◆ **ESTRATTO**:
Pubblicato il 10/02/2020 15:27 - Aggiornato il 10/02/2020 15:29

Dipinti e sculture come una moneta, le opere d’arte trasformate in una sorta di vera e propria criptovaluta per riciclare denaro sporco o in momentaneo deposito per mafie e criminalità organizzata. Una tendenza ormai sempre più evidente: nel patrimonio sequestrato a Gioacchino Campolo, il “re dei video poker”, c’erano centinaia di opera appartenute a Dalì, Morandi, de Chirico, Guttuso. Gianfranco Becchina, uomo del boss latitante Matteo Messina Denaro, aveva invece una collezione dal valore di dieci milioni di euro.

L'ultima frontiera della mafia: le opere d'arte si trasformano in una moneta virtuale per fare affari

E ancora: in un casale di Castellamare di Stabia riconducibile al narcotrafficante Raffaele Imperiale sono stati rinvenuti due dipinti a olio di Vincent Van Gogh trafugati dal Museo di Amsterdam dedicato all’artista. Un boom che potrebbe far pensare a una predilezione per l’arte da parte dei mafiosi. Magari un modo per darsi un tono. Niente di più sbagliato. La realtà è che il mercato dell’arte è diventato uno strumento di riciclaggio e investimento per le mafie, permettendo di occultare in beni-rifugio dei capitali sporchi, certi che non si svaluteranno col passare del tempo.

◆ **RECORD FORNITI**:
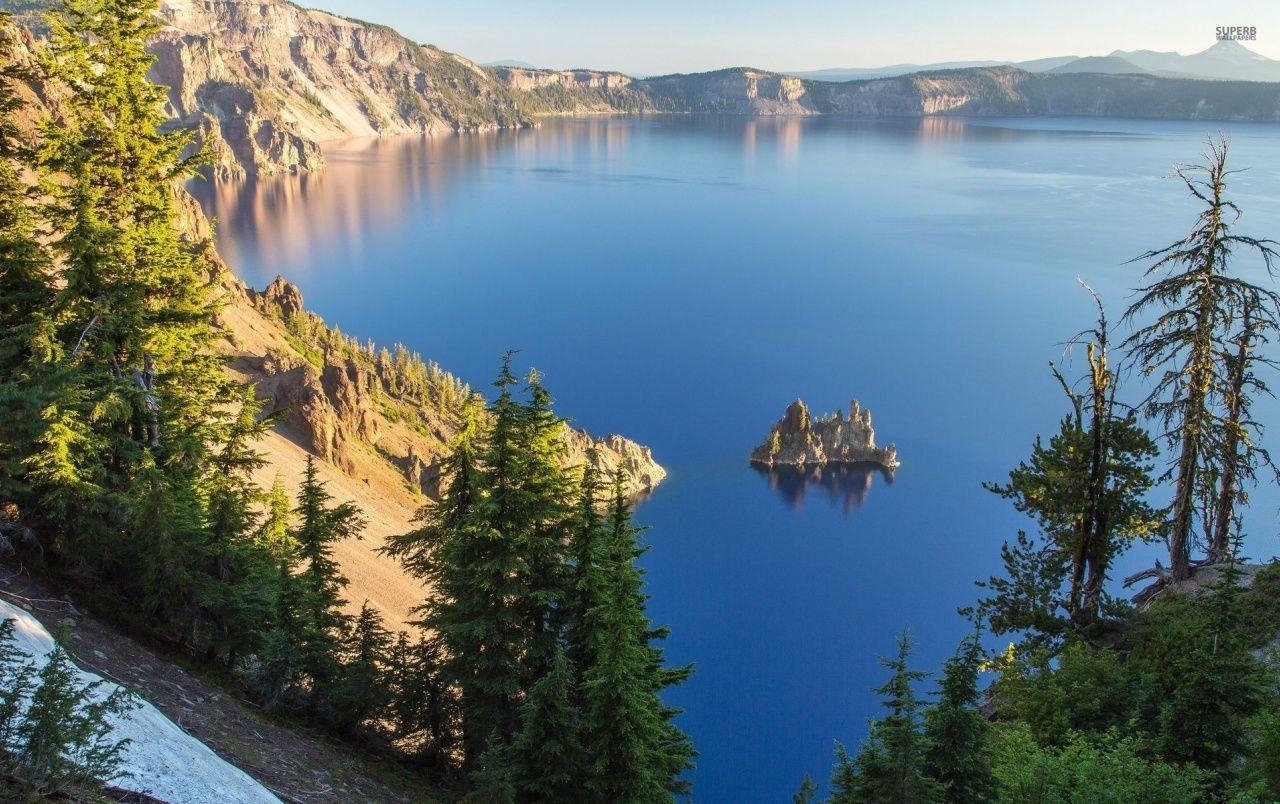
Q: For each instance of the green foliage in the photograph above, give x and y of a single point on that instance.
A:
(808, 791)
(54, 730)
(321, 624)
(1087, 690)
(1086, 490)
(1203, 387)
(548, 761)
(1088, 770)
(956, 735)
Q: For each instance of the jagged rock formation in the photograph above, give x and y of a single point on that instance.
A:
(798, 439)
(350, 410)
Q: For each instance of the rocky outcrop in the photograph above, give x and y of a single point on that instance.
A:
(800, 441)
(612, 456)
(352, 410)
(571, 92)
(264, 82)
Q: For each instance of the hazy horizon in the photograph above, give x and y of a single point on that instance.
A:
(664, 36)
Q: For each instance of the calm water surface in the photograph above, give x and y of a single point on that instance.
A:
(680, 281)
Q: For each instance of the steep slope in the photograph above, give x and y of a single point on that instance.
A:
(1112, 65)
(379, 421)
(293, 763)
(997, 91)
(160, 759)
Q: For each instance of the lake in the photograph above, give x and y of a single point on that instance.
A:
(681, 279)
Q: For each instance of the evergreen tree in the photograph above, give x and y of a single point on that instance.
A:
(492, 780)
(27, 346)
(274, 534)
(1198, 301)
(470, 567)
(65, 736)
(364, 691)
(548, 759)
(958, 753)
(891, 764)
(321, 621)
(808, 791)
(638, 752)
(588, 578)
(1086, 490)
(844, 779)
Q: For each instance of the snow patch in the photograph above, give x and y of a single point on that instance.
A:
(164, 761)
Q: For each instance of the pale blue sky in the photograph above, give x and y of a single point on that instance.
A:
(661, 36)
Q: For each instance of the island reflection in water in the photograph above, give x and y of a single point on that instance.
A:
(841, 484)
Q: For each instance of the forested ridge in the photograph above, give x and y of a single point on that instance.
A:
(531, 671)
(1173, 695)
(127, 457)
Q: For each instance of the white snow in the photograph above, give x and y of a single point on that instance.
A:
(164, 761)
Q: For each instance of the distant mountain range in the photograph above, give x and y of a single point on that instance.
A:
(1225, 60)
(264, 82)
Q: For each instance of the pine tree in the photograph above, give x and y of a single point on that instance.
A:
(636, 749)
(891, 767)
(27, 346)
(470, 569)
(1197, 298)
(548, 759)
(808, 791)
(548, 524)
(321, 621)
(274, 534)
(844, 779)
(588, 579)
(362, 694)
(65, 736)
(958, 754)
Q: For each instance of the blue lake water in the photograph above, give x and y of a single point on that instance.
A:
(680, 281)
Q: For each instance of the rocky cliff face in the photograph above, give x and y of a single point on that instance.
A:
(348, 407)
(265, 81)
(800, 441)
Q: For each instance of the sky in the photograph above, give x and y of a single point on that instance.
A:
(666, 36)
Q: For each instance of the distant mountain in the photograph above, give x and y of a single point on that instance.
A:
(1110, 65)
(524, 65)
(1226, 60)
(892, 71)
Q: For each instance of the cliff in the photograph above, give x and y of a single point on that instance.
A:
(379, 420)
(264, 82)
(800, 441)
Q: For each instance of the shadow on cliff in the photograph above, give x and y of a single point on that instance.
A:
(839, 484)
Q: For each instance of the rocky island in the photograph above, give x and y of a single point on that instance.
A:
(798, 439)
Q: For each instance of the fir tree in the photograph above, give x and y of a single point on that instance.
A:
(891, 764)
(636, 749)
(362, 693)
(1086, 490)
(1197, 298)
(323, 624)
(65, 736)
(844, 779)
(27, 345)
(958, 754)
(808, 791)
(548, 759)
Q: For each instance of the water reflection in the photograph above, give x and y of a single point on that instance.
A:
(840, 484)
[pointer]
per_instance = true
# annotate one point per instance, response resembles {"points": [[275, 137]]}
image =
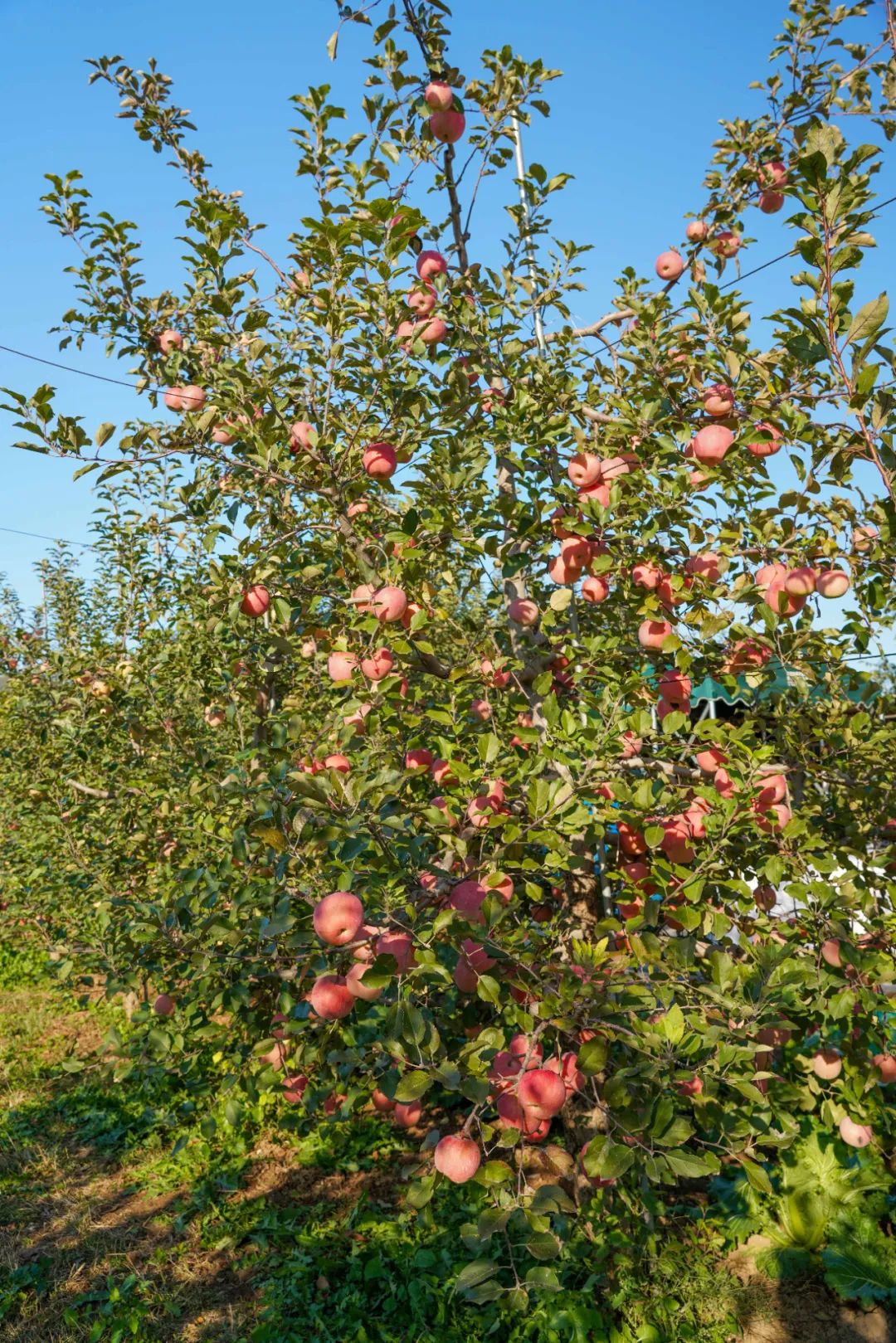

◆ **ISTRUZIONI OPERATIVE**:
1. Puoi ritrascrivere i record, a partire dalla riga che contiene "Q: For each instance of the rocky cliff" e arrivando fino alla fine dei record, entrambi gli estremi compresi, con le domande incluse, spostando di 83 ogni coordinata nelle risposte (ma non nelle domande né nel loro esempio di formato)? Ometti le immagini.
2. Come proseguiresti l'estratto sulle mafie e il mercato dell'arte, partendo subito dopo l'ultima frase riportata?
L'estratto e i record sono del tutto indipendenti l'uno dagli altri.

◆ **RISULTATI**:
1.
Q: For each instance of the rocky cliff face in the photograph above, give x and y of a single point on that instance.
A:
(431, 490)
(348, 164)
(883, 524)
Q: For each instance of the sky in the photograph above, give x and y of a single point on that instance.
A:
(749, 119)
Q: For each instance of the distant mountain in the photograph above, give x and y of a single point on that instance.
A:
(1193, 148)
(607, 148)
(1309, 143)
(975, 154)
Q: For each instance of the cliff in the photograph above, give x and y of a single point on that instance.
A:
(462, 503)
(347, 165)
(883, 524)
Q: For each instance of the shadow on cliff in the photograph above, give x and y of a single point on that instance.
A:
(922, 567)
Q: For each instance of the rocky island in the photograph above, give x and y of a single point on that instance.
A:
(881, 522)
Q: For each instance of the fir tree in the photograph above, give x and y of a single point on that instance.
A:
(974, 847)
(719, 832)
(445, 776)
(1169, 573)
(1280, 381)
(406, 707)
(148, 819)
(927, 862)
(110, 428)
(1041, 837)
(891, 874)
(631, 842)
Q: For each instance of the water reflection in the photograph above, give x and y of a single point on that instance.
A:
(923, 567)
[pointer]
per_instance = true
# annotate one point per instance, response resembles {"points": [[275, 137]]}
image =

2.
L'ultima frontiera della mafia: le opere d'arte si trasformano in una moneta virtuale per fare affari

La criminalità investe così soprattutto in capolavori destinati a mantenere il proprio valore negli anni. Un mercato globale, quello dell’arte, che vale complessivamente tra i 58 e i 60 miliardi di euro. Negli ultimi dieci anni, la bolla è letteralmente raddoppiata, e la tendenza sembra destinata a confermarsi ancora. Le case d’asta hanno battuto, in questo decennio, pezzi famosi ma anche opere di artisti semi sconosciuti che hanno improvvisamente incontrato una fama inaspettata, travolgente. Il tutto grazie alla facilità con cui le mafie hanno potuto sfruttare il settore per riciclare denaro sporco, grazie a una mancanza di regole pressoché assoluta.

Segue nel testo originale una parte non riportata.